TASK - Extract the entries that follow verbatim, starting at the line containing "label=red plastic crate action=locate" and ending at the line containing "[0,0,547,139]", including both of those lines. Output only those lines.

============

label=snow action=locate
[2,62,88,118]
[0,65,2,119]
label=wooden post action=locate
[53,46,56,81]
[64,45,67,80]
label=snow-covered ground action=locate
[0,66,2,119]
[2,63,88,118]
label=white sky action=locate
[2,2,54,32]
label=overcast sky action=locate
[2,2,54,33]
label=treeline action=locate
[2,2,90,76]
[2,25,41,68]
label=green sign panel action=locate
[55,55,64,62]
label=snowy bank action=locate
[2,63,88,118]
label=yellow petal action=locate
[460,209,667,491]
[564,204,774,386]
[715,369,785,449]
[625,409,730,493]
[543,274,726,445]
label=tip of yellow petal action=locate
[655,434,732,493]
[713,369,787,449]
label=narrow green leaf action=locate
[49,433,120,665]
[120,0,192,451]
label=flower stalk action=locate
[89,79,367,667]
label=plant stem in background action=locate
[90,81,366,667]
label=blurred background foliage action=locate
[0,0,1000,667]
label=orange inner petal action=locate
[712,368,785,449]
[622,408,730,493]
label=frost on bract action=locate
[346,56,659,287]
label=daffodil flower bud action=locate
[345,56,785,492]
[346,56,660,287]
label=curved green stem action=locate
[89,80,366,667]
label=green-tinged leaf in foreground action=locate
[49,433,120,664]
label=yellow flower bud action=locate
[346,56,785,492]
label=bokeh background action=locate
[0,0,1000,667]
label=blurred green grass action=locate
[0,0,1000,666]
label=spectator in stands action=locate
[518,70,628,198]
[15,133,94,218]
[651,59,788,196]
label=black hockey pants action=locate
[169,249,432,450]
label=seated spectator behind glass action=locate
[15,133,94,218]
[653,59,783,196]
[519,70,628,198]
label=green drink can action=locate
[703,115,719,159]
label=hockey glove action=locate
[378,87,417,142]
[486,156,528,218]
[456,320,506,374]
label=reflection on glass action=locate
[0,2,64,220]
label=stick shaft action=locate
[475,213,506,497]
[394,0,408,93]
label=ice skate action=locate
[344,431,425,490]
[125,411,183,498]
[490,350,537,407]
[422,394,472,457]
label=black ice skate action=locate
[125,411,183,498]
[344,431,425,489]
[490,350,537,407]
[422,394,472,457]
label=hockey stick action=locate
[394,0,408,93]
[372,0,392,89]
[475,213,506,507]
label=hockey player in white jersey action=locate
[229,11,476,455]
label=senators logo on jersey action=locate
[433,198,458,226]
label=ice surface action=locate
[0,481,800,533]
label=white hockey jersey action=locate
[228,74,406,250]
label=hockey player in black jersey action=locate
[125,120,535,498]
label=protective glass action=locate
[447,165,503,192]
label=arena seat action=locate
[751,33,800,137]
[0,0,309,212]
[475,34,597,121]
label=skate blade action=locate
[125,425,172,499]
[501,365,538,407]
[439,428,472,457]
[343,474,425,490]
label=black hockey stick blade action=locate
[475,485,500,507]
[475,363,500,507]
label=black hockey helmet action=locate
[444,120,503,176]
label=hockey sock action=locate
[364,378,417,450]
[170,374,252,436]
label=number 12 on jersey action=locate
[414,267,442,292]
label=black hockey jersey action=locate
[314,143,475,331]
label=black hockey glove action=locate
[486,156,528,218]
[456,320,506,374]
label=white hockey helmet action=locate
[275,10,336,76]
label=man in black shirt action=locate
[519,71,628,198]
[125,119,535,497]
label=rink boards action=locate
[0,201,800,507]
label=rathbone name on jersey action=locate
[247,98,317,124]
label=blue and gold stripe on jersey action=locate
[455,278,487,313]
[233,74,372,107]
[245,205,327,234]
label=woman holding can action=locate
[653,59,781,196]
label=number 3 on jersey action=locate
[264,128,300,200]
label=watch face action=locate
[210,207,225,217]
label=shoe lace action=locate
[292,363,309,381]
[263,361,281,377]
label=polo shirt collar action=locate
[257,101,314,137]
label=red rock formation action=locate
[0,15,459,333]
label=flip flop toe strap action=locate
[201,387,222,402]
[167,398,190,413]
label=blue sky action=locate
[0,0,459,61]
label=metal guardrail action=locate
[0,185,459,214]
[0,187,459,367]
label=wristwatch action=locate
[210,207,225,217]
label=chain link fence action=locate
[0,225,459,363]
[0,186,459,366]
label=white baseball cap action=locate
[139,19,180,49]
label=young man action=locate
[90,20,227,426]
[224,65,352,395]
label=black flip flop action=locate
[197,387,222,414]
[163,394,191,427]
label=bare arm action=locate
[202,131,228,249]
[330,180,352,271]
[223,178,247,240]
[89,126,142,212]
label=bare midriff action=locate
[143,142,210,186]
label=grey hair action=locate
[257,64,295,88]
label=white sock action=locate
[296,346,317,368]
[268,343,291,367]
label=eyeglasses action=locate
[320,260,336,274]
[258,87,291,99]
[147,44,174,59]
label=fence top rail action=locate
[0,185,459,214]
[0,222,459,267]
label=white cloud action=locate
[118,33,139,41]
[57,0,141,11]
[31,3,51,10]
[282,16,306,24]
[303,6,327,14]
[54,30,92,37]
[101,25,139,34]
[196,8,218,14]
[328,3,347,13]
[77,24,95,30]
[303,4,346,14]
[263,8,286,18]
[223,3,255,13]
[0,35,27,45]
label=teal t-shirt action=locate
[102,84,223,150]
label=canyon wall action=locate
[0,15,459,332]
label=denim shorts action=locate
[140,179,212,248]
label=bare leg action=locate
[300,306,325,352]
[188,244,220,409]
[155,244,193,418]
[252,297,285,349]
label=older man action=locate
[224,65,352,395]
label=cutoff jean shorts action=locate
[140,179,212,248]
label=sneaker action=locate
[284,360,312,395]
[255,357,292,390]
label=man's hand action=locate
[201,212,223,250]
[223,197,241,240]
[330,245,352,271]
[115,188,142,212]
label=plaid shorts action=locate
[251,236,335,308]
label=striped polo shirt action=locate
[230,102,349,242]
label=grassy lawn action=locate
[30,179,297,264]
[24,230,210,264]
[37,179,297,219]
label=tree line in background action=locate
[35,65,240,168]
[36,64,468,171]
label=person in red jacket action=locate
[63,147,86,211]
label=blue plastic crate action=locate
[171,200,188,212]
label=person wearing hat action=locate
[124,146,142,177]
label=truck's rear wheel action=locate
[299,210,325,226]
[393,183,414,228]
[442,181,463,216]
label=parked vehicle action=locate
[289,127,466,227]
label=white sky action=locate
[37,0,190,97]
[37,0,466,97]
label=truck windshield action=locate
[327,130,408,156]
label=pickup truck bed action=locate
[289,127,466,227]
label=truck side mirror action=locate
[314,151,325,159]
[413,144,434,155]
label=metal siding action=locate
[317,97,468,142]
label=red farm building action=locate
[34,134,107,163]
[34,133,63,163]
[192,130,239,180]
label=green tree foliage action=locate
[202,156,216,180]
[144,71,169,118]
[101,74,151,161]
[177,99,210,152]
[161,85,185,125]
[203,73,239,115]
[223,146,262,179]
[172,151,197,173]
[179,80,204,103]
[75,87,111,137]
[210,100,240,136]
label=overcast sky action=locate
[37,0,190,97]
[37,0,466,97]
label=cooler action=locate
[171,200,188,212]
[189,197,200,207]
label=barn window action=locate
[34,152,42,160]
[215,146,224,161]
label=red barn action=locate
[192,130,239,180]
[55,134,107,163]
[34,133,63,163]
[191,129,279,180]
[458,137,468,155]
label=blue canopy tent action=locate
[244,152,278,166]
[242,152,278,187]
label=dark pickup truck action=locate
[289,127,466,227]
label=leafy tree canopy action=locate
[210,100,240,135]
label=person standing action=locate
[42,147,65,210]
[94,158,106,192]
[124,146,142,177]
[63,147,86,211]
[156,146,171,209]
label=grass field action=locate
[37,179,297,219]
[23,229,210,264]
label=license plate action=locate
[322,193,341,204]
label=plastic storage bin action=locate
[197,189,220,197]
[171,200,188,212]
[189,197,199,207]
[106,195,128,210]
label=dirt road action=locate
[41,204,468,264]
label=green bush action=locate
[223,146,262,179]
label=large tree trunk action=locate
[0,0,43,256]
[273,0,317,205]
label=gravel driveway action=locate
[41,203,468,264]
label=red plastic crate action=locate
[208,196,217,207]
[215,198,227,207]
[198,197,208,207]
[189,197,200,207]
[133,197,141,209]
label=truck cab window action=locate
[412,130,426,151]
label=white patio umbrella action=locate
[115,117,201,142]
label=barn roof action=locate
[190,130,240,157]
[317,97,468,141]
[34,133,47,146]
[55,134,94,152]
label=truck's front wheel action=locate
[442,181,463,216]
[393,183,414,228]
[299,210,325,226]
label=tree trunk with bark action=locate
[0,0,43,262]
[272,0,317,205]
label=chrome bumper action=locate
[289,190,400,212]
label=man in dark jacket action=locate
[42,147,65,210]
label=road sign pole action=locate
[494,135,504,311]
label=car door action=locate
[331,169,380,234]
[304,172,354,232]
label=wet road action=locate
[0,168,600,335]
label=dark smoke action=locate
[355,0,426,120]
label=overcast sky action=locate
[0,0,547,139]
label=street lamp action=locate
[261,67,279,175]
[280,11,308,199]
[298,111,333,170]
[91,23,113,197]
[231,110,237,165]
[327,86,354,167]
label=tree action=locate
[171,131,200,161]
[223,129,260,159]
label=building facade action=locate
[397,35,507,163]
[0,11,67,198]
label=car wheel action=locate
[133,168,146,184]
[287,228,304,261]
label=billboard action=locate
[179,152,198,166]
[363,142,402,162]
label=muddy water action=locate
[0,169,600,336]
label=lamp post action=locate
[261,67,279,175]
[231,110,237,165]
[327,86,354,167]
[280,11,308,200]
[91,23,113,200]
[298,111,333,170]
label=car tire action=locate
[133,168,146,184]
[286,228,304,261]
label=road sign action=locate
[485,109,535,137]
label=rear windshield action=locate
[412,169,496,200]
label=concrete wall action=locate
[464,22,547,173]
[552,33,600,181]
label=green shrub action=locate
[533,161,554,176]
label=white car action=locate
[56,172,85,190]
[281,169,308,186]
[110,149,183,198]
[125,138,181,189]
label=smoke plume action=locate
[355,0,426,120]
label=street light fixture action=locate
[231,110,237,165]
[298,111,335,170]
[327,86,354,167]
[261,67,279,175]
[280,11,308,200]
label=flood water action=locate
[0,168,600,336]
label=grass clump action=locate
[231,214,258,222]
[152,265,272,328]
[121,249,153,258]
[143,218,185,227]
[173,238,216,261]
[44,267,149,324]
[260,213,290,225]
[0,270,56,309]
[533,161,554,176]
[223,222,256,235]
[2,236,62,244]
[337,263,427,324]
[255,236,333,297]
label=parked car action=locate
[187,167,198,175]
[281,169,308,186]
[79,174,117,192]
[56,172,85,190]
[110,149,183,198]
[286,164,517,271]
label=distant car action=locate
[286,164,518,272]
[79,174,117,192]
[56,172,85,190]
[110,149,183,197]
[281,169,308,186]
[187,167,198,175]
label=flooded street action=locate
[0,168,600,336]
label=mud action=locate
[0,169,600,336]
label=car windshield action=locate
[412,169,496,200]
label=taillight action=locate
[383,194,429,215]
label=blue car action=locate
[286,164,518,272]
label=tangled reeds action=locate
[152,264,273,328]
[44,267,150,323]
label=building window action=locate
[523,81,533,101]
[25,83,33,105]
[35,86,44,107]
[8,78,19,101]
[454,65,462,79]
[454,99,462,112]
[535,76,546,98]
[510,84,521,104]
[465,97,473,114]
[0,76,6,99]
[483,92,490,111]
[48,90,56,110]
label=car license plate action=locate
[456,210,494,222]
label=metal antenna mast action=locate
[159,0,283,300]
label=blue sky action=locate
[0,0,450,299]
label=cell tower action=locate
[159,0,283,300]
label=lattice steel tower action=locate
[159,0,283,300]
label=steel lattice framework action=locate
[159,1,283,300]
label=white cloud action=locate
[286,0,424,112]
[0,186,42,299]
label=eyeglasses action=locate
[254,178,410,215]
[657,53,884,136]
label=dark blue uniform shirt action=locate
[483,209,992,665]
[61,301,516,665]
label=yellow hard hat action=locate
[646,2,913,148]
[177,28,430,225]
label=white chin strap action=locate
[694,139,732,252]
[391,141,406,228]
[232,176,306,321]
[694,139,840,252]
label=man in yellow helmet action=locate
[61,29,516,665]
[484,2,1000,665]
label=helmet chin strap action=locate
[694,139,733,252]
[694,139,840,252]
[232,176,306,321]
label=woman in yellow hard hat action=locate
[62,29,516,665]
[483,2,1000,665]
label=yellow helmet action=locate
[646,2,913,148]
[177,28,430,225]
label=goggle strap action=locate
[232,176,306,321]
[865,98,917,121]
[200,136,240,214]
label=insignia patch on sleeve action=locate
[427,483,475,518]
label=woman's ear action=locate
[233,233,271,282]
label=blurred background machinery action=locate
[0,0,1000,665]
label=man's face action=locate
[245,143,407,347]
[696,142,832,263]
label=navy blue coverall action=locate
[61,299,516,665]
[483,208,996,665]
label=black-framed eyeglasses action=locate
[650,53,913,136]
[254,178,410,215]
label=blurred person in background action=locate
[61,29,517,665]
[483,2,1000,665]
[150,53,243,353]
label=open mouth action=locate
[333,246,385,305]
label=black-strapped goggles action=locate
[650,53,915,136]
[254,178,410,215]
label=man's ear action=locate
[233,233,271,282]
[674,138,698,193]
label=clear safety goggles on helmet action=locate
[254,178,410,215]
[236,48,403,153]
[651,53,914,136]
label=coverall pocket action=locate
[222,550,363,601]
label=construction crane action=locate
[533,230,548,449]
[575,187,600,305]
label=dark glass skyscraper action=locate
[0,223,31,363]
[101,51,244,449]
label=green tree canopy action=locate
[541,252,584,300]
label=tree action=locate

============

SOLUTION TO THE EXERCISE -
label=red plastic crate action=locate
[208,196,217,207]
[215,198,227,207]
[198,197,208,207]
[189,197,200,207]
[133,197,141,209]
label=truck cab window action=locate
[412,130,426,151]
label=white patio umbrella action=locate
[115,117,201,142]
label=barn roof action=locate
[190,130,240,157]
[317,97,468,141]
[34,133,47,146]
[55,134,94,152]
label=truck's front wheel action=locate
[442,181,463,216]
[393,183,414,228]
[299,210,325,226]
label=tree trunk with bark action=locate
[0,0,43,262]
[272,0,317,205]
label=chrome bumper action=locate
[289,190,400,212]
label=man in dark jacket action=locate
[42,147,65,210]
label=road sign pole action=locate
[494,135,504,311]
label=car door action=locate
[331,169,380,234]
[304,172,354,232]
label=wet road action=locate
[0,168,600,335]
label=dark smoke action=locate
[355,0,426,120]
label=overcast sky action=locate
[0,0,547,139]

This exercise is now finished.